## [Goal]
Copy the entries word for word, starting at the line that contains "Could you put a marker on each instance of the shrub" and stopping after the line that contains "point(141, 58)".

## [Records to process]

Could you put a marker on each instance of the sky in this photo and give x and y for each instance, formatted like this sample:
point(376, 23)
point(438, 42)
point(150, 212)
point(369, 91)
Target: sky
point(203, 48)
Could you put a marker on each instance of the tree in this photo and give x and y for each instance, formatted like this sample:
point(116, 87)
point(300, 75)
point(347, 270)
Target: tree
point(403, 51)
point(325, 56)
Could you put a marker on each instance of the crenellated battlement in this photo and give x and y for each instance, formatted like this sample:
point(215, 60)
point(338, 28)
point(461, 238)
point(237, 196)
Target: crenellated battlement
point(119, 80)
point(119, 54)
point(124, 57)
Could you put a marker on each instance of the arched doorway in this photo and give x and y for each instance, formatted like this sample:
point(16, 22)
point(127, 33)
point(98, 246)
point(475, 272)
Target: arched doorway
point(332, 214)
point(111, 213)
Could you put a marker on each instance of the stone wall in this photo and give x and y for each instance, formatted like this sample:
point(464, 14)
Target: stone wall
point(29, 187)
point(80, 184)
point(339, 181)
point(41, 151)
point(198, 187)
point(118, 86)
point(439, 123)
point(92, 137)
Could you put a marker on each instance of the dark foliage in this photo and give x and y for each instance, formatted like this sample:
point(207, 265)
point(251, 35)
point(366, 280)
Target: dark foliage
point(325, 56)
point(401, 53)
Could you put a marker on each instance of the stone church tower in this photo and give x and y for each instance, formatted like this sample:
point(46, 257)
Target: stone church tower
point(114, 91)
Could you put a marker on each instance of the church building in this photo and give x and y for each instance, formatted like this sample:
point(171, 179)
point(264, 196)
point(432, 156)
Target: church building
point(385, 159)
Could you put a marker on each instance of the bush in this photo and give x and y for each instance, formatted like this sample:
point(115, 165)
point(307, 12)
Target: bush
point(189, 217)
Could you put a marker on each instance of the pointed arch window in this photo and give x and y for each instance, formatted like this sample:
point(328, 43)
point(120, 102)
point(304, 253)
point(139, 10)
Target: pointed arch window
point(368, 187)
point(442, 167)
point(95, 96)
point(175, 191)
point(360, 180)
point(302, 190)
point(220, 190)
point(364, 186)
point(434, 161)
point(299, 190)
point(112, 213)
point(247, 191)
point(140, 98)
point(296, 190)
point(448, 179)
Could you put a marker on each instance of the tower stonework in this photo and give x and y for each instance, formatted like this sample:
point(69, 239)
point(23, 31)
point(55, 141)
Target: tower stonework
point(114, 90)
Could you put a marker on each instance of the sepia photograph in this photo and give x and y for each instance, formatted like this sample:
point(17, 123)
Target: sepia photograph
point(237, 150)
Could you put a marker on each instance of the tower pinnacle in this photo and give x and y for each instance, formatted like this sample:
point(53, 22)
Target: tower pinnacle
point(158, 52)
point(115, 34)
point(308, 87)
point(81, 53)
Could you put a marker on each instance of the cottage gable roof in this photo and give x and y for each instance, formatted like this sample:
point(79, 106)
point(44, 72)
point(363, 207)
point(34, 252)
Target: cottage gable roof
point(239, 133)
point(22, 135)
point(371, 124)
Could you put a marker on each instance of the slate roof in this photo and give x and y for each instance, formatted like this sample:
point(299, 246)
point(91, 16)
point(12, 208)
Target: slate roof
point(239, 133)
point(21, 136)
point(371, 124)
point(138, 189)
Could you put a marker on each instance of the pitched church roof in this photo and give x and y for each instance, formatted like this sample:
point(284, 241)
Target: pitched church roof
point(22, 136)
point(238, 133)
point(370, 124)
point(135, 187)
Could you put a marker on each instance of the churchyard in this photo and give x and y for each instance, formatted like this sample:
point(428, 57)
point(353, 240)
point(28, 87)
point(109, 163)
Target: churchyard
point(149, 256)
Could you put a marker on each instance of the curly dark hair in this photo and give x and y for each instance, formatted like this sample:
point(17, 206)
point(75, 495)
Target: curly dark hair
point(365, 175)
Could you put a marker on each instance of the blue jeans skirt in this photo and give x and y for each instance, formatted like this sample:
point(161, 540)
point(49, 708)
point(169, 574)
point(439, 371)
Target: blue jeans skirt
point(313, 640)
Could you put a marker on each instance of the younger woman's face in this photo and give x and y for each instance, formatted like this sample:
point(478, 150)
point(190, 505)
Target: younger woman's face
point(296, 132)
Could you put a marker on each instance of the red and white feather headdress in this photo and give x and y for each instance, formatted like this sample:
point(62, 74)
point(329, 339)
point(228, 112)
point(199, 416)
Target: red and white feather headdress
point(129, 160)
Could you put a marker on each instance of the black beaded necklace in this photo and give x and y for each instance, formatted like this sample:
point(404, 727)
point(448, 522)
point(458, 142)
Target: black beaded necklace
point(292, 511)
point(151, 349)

--

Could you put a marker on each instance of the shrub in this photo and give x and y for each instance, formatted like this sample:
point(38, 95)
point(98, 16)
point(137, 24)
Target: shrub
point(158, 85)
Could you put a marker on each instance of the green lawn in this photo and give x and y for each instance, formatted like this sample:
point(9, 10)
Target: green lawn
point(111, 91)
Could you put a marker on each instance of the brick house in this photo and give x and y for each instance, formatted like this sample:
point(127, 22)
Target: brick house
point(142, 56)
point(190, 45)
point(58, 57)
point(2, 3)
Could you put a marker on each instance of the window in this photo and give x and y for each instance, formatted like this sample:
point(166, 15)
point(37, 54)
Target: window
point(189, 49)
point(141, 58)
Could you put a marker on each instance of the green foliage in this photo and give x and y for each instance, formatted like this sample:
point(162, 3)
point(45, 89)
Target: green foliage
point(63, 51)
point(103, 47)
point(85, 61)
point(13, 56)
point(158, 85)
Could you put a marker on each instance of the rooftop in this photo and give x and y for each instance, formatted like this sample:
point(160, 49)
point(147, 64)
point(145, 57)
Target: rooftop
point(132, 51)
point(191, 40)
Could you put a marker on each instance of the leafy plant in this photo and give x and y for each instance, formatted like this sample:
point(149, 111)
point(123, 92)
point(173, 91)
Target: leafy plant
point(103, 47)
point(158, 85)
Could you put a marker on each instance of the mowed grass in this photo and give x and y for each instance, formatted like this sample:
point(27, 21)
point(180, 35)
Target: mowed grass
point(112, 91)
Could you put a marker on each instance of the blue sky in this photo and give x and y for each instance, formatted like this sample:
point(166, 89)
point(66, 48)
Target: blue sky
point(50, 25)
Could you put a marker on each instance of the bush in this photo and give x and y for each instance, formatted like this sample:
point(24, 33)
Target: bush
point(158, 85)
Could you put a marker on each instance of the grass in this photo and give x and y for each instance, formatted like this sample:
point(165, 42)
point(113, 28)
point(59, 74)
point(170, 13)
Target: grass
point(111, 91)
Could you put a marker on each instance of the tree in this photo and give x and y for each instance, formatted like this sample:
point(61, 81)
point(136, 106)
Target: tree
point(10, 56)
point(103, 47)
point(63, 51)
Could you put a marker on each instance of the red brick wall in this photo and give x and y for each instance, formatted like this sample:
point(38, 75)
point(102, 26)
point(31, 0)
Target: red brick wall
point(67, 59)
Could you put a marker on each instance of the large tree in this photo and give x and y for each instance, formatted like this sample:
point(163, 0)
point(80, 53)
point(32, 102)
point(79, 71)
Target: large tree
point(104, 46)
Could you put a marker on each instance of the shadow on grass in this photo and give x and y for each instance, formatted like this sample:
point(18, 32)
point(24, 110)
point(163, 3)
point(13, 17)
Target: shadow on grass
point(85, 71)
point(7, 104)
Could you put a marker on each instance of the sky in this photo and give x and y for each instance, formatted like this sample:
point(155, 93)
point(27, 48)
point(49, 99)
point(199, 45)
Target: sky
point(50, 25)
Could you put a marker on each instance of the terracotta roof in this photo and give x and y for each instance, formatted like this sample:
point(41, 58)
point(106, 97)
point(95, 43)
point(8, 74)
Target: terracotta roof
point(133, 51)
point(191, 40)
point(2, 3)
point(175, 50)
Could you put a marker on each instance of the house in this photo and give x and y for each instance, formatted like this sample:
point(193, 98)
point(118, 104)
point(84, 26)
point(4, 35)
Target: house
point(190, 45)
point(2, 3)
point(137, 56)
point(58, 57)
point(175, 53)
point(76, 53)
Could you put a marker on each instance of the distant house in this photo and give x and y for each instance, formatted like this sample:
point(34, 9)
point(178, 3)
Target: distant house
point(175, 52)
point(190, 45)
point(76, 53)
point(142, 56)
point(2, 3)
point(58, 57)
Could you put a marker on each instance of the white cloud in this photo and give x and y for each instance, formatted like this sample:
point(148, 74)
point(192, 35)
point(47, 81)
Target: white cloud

---

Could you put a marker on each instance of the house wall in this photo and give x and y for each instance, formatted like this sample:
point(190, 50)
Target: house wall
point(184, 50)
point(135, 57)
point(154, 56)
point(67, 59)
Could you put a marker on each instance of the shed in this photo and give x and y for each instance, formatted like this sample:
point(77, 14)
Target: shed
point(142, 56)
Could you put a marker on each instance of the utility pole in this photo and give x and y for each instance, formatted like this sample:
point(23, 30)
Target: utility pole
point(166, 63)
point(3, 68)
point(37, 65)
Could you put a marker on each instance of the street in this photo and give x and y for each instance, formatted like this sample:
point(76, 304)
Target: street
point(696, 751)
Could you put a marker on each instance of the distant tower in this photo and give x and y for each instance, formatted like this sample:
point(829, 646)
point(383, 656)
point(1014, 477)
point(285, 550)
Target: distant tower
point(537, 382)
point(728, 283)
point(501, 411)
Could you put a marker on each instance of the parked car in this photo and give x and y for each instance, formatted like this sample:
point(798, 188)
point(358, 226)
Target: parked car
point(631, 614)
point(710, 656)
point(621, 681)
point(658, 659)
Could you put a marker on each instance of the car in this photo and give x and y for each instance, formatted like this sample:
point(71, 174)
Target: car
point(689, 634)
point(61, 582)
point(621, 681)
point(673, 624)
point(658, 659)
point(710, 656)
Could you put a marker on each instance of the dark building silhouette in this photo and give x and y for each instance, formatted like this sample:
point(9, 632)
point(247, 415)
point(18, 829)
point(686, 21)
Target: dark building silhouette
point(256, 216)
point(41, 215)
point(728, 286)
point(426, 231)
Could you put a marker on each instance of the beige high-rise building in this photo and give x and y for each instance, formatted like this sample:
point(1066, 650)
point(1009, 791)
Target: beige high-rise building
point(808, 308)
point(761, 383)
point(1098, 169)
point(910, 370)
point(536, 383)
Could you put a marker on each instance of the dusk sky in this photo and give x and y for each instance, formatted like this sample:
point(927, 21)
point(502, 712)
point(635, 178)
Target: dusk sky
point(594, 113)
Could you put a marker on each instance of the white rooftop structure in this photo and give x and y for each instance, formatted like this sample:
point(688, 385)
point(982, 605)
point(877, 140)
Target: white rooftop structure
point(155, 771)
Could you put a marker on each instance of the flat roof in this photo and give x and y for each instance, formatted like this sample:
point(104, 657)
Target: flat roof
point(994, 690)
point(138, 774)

## [Correct response]
Could you put a marker on each instance of the shrub in this photo and give x and y for each instance, formatted like this sample:
point(38, 95)
point(98, 16)
point(137, 24)
Target: shrub
point(158, 85)
Could you put a marker on each instance of the green lawn in this photo and give x and y for each instance, formatted like this sample:
point(9, 10)
Target: green lawn
point(111, 91)
Could you put a marker on each instance of the brick house in this photo and give x and y for each instance, formatted like this sample:
point(127, 22)
Target: brick house
point(142, 56)
point(190, 45)
point(58, 57)
point(2, 3)
Could you put a marker on each instance of the window in this photo and give x and y for each instance, formatted like this sample:
point(166, 15)
point(37, 54)
Target: window
point(189, 49)
point(141, 58)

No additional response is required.